■ **Objective**: Print every one of the records below word for word, leaving each line unchanged.

■ **Data for this task**:
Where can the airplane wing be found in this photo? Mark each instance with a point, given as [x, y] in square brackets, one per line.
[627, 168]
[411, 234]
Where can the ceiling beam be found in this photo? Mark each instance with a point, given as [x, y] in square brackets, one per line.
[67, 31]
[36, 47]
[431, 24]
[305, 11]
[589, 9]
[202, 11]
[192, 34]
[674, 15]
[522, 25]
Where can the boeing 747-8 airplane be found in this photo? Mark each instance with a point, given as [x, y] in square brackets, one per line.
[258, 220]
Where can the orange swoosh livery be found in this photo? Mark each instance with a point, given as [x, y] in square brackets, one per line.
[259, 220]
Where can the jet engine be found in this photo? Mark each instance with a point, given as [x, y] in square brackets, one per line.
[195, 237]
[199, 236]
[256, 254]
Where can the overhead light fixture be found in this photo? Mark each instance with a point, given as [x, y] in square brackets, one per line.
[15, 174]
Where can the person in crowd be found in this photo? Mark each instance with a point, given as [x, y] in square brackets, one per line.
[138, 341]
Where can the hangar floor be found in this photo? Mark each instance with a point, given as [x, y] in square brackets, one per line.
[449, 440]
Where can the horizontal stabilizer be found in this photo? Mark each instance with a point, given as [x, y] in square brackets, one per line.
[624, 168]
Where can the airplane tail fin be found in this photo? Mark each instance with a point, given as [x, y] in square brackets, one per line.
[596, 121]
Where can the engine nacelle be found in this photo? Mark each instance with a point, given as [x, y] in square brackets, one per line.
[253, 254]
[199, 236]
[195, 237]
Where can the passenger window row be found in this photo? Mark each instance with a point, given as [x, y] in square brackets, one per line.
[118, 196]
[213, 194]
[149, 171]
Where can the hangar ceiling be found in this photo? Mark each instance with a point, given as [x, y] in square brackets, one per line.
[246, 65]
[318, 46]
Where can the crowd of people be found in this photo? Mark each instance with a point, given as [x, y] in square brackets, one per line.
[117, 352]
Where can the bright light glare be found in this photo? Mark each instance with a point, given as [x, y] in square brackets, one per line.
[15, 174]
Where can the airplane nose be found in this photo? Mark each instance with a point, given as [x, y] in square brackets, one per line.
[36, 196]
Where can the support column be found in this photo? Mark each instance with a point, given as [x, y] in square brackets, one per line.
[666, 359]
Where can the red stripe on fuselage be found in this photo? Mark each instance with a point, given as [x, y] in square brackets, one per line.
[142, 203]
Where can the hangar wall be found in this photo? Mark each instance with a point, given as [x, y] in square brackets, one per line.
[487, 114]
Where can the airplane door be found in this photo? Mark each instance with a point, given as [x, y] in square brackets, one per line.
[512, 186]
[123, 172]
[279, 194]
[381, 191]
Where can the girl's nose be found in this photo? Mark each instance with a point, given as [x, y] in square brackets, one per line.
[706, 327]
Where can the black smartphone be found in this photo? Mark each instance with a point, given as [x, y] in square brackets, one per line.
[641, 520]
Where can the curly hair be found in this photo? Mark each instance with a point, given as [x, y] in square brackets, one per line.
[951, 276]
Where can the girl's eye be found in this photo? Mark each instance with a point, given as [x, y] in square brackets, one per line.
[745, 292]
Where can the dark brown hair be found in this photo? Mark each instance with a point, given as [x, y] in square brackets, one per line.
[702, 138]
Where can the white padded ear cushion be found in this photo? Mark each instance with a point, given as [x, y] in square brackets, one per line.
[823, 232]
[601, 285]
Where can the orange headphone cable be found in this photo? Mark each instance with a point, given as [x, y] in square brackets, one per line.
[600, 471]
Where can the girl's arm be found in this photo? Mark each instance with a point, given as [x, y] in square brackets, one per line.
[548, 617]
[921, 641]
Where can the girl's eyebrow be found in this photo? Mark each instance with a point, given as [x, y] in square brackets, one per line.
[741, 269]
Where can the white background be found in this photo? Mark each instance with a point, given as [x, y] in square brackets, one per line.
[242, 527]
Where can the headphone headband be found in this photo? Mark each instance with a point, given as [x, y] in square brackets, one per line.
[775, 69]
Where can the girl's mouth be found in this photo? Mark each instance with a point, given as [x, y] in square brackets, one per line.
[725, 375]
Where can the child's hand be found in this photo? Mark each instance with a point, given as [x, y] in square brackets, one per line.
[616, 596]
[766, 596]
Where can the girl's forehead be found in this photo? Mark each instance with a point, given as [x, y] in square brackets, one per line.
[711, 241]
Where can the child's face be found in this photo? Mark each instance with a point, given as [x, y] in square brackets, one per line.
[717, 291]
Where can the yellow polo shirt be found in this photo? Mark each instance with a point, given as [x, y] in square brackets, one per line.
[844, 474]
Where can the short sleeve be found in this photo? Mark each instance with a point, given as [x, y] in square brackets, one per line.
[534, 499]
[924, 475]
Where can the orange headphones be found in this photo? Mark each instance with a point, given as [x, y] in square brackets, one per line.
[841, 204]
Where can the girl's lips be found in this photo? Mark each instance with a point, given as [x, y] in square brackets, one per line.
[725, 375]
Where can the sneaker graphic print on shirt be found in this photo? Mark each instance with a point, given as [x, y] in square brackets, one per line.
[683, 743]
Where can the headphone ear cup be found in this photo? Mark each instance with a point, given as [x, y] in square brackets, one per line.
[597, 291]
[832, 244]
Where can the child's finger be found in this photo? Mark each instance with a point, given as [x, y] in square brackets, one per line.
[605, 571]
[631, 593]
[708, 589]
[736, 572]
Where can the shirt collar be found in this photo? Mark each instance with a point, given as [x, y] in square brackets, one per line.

■ **Result**:
Where can the airplane wing be found in this photo? Mark each instance with a point, given as [x, y] in square brackets, one per line.
[627, 168]
[411, 234]
Where can the ceiling beam be found in this photo? Mark each instance with a point, given as [x, y] in square brackets, one per line.
[67, 31]
[36, 47]
[431, 24]
[305, 11]
[589, 9]
[202, 11]
[192, 34]
[674, 15]
[522, 25]
Where can the boeing 747-8 airplane be found in this photo? Mark each instance with a point, given as [x, y] in square brackets, one per line.
[258, 220]
Where can the orange swoosh livery be found in this photo? Mark each instance with a point, given as [x, y] in square brackets, one per line.
[259, 220]
Where can the jet engine be found in this photo? Mark each instance with a point, given as [x, y] in square brackets, one per line.
[195, 237]
[199, 236]
[256, 254]
Where can the overhead light fixture be found in this photo? Mark each instance with a point, given as [x, y] in square brackets, one per line.
[15, 174]
Where can the person in crowd be found in this photo? Mark each instance with a point, given as [x, y] in square brackets, one per line.
[138, 341]
Where can the hangar floor be found in this photo? Mark each instance with a point, given as [x, y] in square brackets, one per line.
[449, 440]
Where can the horizontal stabilizer be found in this photo? Mark each instance with a point, given as [x, y] in square brackets, one per line.
[624, 168]
Where can the airplane tail fin be found in this photo? Mark each instance with a point, given as [x, y] in square brackets, one per line.
[596, 121]
Where can the engine nacelle be found in this photo? Mark each instance with a point, given as [x, y] in square brackets, one per line.
[253, 254]
[199, 236]
[195, 237]
Where can the passenger window row be found in this photo? Mark each instance with a point, given as [x, y] in square brackets, one per line.
[118, 196]
[213, 194]
[149, 171]
Where can the hangar ceiling be found in this photo? Mark each instance with a point, given as [x, y] in square brackets, one per line.
[246, 65]
[318, 46]
Where can the crowd of people be found in this photo? Mark each instance with a point, given as [x, y] in square brackets, one per line.
[117, 352]
Where can the bright light glare be found in this photo? Mark each instance with a point, given as [x, y] in square brackets, one per line.
[15, 174]
Where can the airplane nose be found in this photo? Mark each instance with a point, given as [x, y] in square brackets, one per line.
[36, 196]
Where can the support column be found in this photo? Mark each instance with a point, given as [x, y] in square brackets, one per line.
[666, 359]
Where can the red stripe on fuselage be found in this photo? Mark each instance with a point, given as [x, y] in square brackets, one per line.
[142, 203]
Where can the hangar wall be found in this photo? Mark each instance with a point, given as [x, y] in square brackets, one per line.
[487, 114]
Where can the airplane door be found in this photo? Mark each instance with a point, given as [x, y] in square brackets, one per line.
[512, 186]
[123, 172]
[279, 194]
[381, 191]
Where can the girl's nose be found in this photo? Mark each instance with a point, given as [x, y] in square brackets, one per line.
[706, 327]
Where can the black smartphone be found in this photo? Mark each instance with a point, given as [x, y] in square brackets, one per line.
[641, 520]
Where can the curly hair be found in this photo? Mark each instance with a point, given as [x, y] in square brackets, one per line.
[951, 276]
Where can the girl's eye be found in this photo? Mark each instance with a point, given as [x, y] in square brackets, one per line.
[745, 292]
Where can the dark brown hair be found in this photo? Mark each instance with a point, given as [x, y] in square brackets, one per line.
[702, 138]
Where can the white padded ear cushion be found in this photo? Mark each instance with a point, given as [x, y] in square brackets, one per line.
[823, 232]
[601, 285]
Where can the orange headphone cable be found in this photo? Mark each instance with a point, given as [x, y] in square brackets, one per line.
[600, 471]
Where can the girl's arm be found in this photo? Mark each instance with a point, given as [x, y] in square brackets, one per line.
[548, 617]
[921, 641]
Where can the girl's eyebrow be found in this photo? Mark each instance with a point, given as [x, y] in square brackets, one per line.
[741, 269]
Where can the white background be found in this photo? Mark each instance with a point, given as [x, y] in square brackets, one per line.
[242, 527]
Where can the headphone headband be found in this photo? Mark each instance with a point, given as [x, y] in square brackets, one per line.
[775, 69]
Where can the girl's mouth be found in this photo? Mark each instance with a point, given as [x, y] in square brackets, one per line.
[725, 375]
Where can the child's hand be found in this photo? Mark each instance with a point, given as [x, y] in square brackets, one per line.
[616, 596]
[766, 596]
Where can the girl's forehead be found in this photo? Mark each instance with a point, given as [x, y] in square brackets, one per line.
[711, 241]
Where can the child's face be found in this photo? Mark each instance with a point, given as [x, y] in square brackets, one per line.
[717, 291]
Where can the yellow polo shirt be found in this photo? Mark each instance with a point, given as [x, y] in square brackets, one per line.
[844, 474]
Where can the short sleeve be found in this photo? Mark each instance with a point, given as [x, y] in square brackets, one per line.
[534, 499]
[924, 475]
Where can the orange headphones be found in this photo? Mark each instance with a point, given as [x, y] in square brackets, one per line.
[841, 204]
Where can the girl's lips be found in this photo? Mark each instance with a point, given as [x, y] in square brackets, one per line.
[725, 375]
Where can the sneaker graphic print on shirt be found in this photo? Mark each instance with a point, given as [x, y] in square brackets, one per line.
[683, 743]
Where can the headphone ear cup be found in this photo? Mark each instance with a point, given as [x, y] in square brackets, one per line.
[597, 291]
[832, 244]
Where can the child's finger be found in this photo? Mark each instance with a point, given as [x, y] in square brackets, one per line.
[605, 571]
[631, 593]
[708, 589]
[736, 572]
Where can the shirt collar be found in this photo? Mark each instance with a point, given as [x, y] in square brackets, one per line.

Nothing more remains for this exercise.